Stated task: Copy every one of the rows below word for word, leaving nothing out.

Given data:

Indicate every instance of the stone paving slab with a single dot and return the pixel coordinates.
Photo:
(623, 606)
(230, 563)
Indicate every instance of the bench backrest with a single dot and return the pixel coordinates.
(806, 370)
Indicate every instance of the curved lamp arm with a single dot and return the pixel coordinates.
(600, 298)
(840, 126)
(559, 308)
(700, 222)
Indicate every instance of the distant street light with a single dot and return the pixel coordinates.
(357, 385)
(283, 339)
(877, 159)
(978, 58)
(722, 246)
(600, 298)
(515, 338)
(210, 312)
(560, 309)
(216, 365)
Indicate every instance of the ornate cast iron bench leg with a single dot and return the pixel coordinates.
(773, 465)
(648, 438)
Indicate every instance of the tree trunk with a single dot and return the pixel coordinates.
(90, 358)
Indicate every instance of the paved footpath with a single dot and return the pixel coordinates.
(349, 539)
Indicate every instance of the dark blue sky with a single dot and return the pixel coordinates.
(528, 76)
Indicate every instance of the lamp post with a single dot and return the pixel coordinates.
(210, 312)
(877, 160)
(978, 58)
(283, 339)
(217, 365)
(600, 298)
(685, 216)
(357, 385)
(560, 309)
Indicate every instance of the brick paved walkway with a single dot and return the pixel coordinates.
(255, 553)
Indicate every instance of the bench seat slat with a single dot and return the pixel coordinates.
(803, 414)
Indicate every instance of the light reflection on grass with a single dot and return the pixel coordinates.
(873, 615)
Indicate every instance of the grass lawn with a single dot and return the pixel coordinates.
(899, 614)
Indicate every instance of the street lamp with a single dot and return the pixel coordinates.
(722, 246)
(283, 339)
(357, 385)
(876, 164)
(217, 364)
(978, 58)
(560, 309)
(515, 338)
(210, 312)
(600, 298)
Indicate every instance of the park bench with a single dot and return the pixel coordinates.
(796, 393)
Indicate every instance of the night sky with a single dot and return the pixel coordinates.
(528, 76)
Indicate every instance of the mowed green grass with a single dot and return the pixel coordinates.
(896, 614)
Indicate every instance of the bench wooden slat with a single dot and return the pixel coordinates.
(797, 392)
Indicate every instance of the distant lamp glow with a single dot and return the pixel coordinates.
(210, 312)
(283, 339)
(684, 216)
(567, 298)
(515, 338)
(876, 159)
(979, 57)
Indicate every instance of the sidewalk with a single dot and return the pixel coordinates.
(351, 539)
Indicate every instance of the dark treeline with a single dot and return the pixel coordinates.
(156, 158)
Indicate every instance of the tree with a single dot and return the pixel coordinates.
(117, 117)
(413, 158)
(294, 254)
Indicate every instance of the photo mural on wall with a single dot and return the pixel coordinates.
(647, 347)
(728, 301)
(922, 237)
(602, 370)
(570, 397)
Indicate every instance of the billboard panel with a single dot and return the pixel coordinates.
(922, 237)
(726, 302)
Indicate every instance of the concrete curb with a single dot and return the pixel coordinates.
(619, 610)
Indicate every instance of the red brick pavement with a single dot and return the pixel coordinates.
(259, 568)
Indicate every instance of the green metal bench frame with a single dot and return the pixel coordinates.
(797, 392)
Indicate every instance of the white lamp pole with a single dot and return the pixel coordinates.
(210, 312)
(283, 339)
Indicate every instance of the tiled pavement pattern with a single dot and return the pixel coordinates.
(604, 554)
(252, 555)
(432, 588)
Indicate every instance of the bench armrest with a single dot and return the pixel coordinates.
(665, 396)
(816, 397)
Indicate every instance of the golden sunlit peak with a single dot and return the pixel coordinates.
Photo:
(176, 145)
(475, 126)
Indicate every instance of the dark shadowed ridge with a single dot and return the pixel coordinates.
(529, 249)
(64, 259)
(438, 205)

Completed task:
Indicate every instance of the stone paving slab with a single dot and return the pixel coordinates.
Photo:
(623, 606)
(230, 563)
Indicate every instance of the bench backrest with a single dot and return the pixel coordinates.
(806, 370)
Indicate every instance of the curved lamp arm with a single dot and return the pixel coordinates.
(600, 298)
(840, 126)
(559, 308)
(700, 222)
Indicate every instance of the distant street light with a single dot and return the pixel coordinates.
(357, 385)
(283, 339)
(877, 159)
(978, 58)
(722, 246)
(600, 298)
(515, 338)
(210, 312)
(560, 309)
(216, 365)
Indicate every instance of the ornate cast iron bench leg with a single dot and return the pixel coordinates.
(773, 465)
(648, 438)
Indicate every instance of the tree trunk with a single dot and return the pixel coordinates.
(90, 358)
Indicate every instance of the paved footpath with a single dot and return the pixel coordinates.
(349, 539)
Indicate every instance of the dark blue sky with a single dot and return the pixel coordinates.
(528, 76)
Indicate every instance of the lamp post with a single dot and return the pixel coordinates.
(210, 312)
(877, 160)
(978, 58)
(283, 339)
(217, 365)
(600, 298)
(685, 216)
(357, 385)
(560, 309)
Indicate every instance of the brick paved walkway with a single dot and return the pixel coordinates.
(255, 553)
Indicate every instance of the bench seat slat with a single dot and return the pixel coordinates.
(803, 414)
Indicate every instance of the light reflection on grass with a single dot and return the pixel coordinates.
(873, 615)
Indicate every instance of the grass lawn with a single dot and return the pixel coordinates.
(899, 614)
Indicate every instance of the street lamp with a single dot and return the pixel coordinates.
(722, 246)
(283, 339)
(357, 385)
(876, 164)
(217, 364)
(978, 58)
(560, 309)
(515, 338)
(210, 312)
(600, 298)
Indicate every instance of the park bench with a single dot and return the pixel coordinates.
(796, 393)
Indicate every instance of the night sky with a single dot and return the pixel coordinates.
(528, 76)
Indicate every instance of the mowed green grass with a single dot and return the pixel coordinates.
(896, 614)
Indicate every instance of the bench wooden slat with a single dot and return the pixel coordinates.
(797, 392)
Indicate every instance of the distant lamp glow with a single dot and return the pixel coordinates.
(210, 312)
(283, 339)
(684, 216)
(567, 298)
(515, 338)
(876, 159)
(979, 57)
Indicate every instance of the sidewalk with a single dot and return the pixel coordinates.
(351, 539)
Indicate every instance of the dark treeline with a single dot and return the pixel coordinates.
(156, 158)
Indicate every instance of the tree with a single dot and return the pixel coordinates.
(117, 117)
(413, 158)
(294, 254)
Indicate every instance of the photo mural on wall with a single dot and return the pixel coordinates.
(647, 347)
(728, 301)
(922, 237)
(602, 370)
(570, 397)
Indicate every instance of the billboard panel with a single dot and return the pixel coordinates.
(922, 237)
(726, 302)
Indicate every instance of the concrete curb with a single dot and return the pixel coordinates.
(619, 610)
Indicate every instance of the red brick pavement with a single dot and return the pixel coordinates.
(259, 568)
Indicate every instance of the green metal bench frame with a single dot and return the pixel coordinates.
(797, 392)
Indicate every instance of the white lamp pole with a single dot and return the pixel coordinates.
(210, 312)
(283, 339)
Indicate every instance of the tiled pavement pattern with a single dot and return the pixel coordinates.
(604, 554)
(252, 555)
(432, 588)
Indicate every instance of the bench armrest with a single dot and return the pixel coordinates.
(665, 396)
(816, 397)
Indicate every instance of the golden sunlit peak with a single dot and return the pixel coordinates.
Photo:
(176, 145)
(475, 126)
Indicate every instance of the dark shadowed ridge with a single dot and return the pixel coordinates.
(529, 249)
(64, 259)
(438, 205)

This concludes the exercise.